== Directions for this task ==
Exactly reproduce the lines from the line that has "If you could drop a marker on the device" down to the last line of the entries, inclusive.

== Data records ==
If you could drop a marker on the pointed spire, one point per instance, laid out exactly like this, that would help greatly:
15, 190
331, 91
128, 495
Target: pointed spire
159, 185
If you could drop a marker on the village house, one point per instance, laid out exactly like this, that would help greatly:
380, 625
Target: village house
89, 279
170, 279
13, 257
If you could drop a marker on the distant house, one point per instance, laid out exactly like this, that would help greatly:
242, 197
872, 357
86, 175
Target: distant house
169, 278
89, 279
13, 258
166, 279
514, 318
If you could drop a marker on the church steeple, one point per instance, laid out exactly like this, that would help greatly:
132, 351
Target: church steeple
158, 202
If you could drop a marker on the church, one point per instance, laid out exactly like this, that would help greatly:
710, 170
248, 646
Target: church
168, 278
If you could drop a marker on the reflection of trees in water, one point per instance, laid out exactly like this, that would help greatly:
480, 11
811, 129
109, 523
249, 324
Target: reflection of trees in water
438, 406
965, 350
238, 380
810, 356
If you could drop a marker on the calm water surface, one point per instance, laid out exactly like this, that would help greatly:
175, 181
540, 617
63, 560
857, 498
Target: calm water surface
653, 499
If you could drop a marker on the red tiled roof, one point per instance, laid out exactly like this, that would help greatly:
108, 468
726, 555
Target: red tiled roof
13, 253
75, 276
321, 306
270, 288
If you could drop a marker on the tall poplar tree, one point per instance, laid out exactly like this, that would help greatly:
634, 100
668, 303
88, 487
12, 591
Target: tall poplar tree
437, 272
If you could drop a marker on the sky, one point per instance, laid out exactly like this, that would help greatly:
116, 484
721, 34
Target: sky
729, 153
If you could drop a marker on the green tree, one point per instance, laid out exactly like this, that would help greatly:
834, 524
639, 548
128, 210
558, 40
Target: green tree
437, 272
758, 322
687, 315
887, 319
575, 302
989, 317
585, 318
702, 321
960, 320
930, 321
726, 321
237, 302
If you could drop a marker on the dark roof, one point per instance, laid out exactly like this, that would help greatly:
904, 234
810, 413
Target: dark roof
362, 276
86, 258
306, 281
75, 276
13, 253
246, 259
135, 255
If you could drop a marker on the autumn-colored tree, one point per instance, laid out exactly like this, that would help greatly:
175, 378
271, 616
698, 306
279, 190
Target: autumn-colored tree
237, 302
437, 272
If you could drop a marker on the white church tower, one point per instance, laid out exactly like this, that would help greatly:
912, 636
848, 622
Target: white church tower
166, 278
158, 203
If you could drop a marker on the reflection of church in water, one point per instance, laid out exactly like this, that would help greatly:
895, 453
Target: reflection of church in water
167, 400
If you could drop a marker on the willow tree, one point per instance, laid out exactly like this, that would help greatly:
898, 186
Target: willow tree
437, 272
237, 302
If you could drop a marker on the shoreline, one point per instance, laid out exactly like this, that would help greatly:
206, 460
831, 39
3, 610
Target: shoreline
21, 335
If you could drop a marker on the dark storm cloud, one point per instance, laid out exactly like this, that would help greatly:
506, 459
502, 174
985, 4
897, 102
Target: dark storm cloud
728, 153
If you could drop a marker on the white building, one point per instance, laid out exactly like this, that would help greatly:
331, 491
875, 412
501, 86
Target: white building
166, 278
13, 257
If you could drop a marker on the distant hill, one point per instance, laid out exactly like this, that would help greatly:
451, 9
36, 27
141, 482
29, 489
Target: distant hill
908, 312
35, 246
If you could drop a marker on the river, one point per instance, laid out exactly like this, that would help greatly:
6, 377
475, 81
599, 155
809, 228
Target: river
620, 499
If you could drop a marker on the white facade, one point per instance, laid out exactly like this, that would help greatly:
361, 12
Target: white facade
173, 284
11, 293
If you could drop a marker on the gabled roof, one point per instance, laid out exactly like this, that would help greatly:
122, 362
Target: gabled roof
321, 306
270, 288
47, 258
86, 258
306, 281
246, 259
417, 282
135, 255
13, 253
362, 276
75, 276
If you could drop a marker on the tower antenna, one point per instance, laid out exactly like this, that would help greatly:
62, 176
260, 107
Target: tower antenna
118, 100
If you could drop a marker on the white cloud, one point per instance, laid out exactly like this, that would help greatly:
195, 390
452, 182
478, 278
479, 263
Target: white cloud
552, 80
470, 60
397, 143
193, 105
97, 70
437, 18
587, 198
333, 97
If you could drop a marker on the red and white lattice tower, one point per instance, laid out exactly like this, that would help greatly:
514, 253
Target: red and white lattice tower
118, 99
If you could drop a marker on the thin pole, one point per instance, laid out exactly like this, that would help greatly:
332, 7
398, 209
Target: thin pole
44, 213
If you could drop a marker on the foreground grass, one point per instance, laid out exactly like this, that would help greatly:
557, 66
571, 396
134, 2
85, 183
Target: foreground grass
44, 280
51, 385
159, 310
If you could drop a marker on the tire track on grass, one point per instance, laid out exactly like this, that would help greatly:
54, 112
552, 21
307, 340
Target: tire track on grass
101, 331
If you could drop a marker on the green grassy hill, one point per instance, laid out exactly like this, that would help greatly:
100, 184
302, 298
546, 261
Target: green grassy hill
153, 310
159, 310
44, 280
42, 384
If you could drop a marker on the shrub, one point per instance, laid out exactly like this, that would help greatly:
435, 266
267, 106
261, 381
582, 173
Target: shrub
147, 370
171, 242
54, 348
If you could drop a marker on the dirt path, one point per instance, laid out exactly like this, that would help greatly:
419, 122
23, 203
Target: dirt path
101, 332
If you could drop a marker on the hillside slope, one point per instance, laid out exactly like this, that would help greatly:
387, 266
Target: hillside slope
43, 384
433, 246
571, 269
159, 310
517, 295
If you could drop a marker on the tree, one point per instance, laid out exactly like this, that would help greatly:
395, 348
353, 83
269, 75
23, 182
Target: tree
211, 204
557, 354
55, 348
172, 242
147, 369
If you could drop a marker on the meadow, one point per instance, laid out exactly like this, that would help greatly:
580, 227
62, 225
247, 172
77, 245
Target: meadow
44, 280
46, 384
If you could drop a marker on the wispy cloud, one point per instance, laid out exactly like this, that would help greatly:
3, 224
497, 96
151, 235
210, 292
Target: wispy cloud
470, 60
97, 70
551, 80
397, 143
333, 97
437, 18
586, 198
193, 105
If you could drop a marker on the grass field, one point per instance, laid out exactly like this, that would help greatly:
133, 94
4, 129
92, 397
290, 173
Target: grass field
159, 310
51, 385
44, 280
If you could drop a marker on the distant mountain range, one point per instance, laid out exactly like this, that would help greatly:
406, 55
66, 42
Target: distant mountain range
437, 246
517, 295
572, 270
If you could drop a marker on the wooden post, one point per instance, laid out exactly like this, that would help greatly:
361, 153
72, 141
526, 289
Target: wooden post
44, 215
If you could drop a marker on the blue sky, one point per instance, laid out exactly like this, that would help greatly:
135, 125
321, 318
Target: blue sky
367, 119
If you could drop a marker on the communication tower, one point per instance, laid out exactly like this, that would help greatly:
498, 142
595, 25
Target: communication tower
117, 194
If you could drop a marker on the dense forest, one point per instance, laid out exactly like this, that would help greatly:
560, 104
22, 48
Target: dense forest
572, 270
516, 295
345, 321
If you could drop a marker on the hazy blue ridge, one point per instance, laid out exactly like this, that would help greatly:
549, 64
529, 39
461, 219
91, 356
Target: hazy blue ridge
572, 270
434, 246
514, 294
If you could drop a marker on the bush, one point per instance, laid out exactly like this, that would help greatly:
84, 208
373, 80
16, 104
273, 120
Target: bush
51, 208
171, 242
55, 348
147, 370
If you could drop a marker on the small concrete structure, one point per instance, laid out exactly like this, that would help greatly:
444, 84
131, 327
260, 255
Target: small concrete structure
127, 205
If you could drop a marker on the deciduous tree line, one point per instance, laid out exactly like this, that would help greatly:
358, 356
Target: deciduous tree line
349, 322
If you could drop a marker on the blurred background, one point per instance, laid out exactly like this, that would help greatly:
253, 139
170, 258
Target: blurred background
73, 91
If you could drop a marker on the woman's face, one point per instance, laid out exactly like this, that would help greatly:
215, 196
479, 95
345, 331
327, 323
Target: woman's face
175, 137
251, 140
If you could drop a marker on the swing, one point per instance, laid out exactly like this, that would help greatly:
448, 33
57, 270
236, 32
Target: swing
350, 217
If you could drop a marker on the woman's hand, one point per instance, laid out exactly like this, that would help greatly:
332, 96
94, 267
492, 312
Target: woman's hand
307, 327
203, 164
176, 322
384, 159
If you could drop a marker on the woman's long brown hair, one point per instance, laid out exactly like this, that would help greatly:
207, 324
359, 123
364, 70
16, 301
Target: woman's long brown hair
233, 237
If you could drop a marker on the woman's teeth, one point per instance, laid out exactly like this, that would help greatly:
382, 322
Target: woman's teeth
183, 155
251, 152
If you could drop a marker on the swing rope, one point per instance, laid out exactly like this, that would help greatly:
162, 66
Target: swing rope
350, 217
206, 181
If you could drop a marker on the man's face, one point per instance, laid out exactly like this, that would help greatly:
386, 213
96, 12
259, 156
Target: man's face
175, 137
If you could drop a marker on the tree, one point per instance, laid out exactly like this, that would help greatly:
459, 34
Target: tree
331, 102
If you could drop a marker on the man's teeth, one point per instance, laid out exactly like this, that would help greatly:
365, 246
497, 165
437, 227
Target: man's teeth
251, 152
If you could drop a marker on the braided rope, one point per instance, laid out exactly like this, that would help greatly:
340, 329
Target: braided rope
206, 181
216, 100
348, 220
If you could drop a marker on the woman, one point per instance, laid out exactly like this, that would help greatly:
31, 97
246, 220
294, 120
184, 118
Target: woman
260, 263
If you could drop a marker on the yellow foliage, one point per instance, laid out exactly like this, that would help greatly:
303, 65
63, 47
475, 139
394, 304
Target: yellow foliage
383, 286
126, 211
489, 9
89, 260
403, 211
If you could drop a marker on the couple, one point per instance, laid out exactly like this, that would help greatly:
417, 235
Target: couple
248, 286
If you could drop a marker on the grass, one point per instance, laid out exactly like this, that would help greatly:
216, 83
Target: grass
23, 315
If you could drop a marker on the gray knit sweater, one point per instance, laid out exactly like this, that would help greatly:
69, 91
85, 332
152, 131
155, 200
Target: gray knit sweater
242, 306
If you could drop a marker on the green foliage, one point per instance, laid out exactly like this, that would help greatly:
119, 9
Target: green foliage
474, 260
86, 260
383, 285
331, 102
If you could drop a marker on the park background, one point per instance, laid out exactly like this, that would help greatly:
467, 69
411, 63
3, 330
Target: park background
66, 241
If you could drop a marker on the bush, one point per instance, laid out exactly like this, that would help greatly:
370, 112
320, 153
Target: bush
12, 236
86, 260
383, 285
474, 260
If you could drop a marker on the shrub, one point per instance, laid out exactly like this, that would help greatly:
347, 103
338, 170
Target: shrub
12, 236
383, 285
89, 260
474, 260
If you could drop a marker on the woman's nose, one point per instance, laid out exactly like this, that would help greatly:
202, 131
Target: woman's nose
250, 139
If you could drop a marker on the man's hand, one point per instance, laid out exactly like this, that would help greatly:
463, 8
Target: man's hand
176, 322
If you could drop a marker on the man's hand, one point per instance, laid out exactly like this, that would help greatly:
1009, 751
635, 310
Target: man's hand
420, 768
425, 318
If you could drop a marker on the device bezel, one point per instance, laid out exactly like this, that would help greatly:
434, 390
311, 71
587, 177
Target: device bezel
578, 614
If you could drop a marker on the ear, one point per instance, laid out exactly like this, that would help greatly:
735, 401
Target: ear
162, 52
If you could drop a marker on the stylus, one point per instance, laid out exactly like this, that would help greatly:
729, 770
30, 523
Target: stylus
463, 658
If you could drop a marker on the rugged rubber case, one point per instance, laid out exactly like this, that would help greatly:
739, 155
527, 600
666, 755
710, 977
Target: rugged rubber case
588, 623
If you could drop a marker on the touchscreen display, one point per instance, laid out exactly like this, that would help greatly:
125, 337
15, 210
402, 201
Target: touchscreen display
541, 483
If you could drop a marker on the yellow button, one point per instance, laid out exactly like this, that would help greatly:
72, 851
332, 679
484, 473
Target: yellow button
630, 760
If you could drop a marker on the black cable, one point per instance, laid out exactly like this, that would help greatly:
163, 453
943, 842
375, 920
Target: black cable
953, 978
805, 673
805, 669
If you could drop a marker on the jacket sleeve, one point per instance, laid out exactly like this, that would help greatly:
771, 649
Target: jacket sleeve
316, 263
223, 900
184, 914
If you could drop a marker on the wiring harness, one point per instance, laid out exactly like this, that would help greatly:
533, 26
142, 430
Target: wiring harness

== Response to the exercise ==
If you could drop a marker on the device bezel, one point per instance, laid out exactly like this, that would help greatly:
434, 390
311, 71
587, 177
Target: device bezel
578, 614
If you could drop a marker on the ear, one point per instance, laid out exactly like this, that would help greatly:
735, 401
Target: ear
162, 52
If you could drop a marker on the stylus, one point per instance, laid out exactly like this, that would help greatly:
729, 770
30, 523
Target: stylus
463, 658
If you could drop a marker on the rugged rubber case, one point per instance, laid out exactly like this, that would help greatly:
739, 155
527, 600
666, 755
710, 977
Target: rugged rubber case
588, 623
If you could drop a marker on the touchscreen display, one point per instance, laid out exactly like this, that would help greatly:
125, 337
15, 210
402, 201
Target: touchscreen display
541, 483
If you could drop a marker on the yellow button, one point per instance, laid out exactly like this, that would help greatly:
72, 851
332, 679
484, 473
Target: yellow button
630, 760
If you could drop a marker on the black cable, one point per instance, laid out exactly like this, that would help greatly:
163, 453
943, 842
375, 920
Target: black cable
953, 978
805, 673
805, 669
If you could drop a marker on the jacket sleeve, one point per instance, laid out exactly like this, that would help greatly:
771, 649
Target: jacket sleeve
316, 263
223, 900
184, 914
If you could drop a marker on the wiring harness, one point per instance, laid out exactly like this, that would help greatly:
533, 26
142, 430
Target: wiring harness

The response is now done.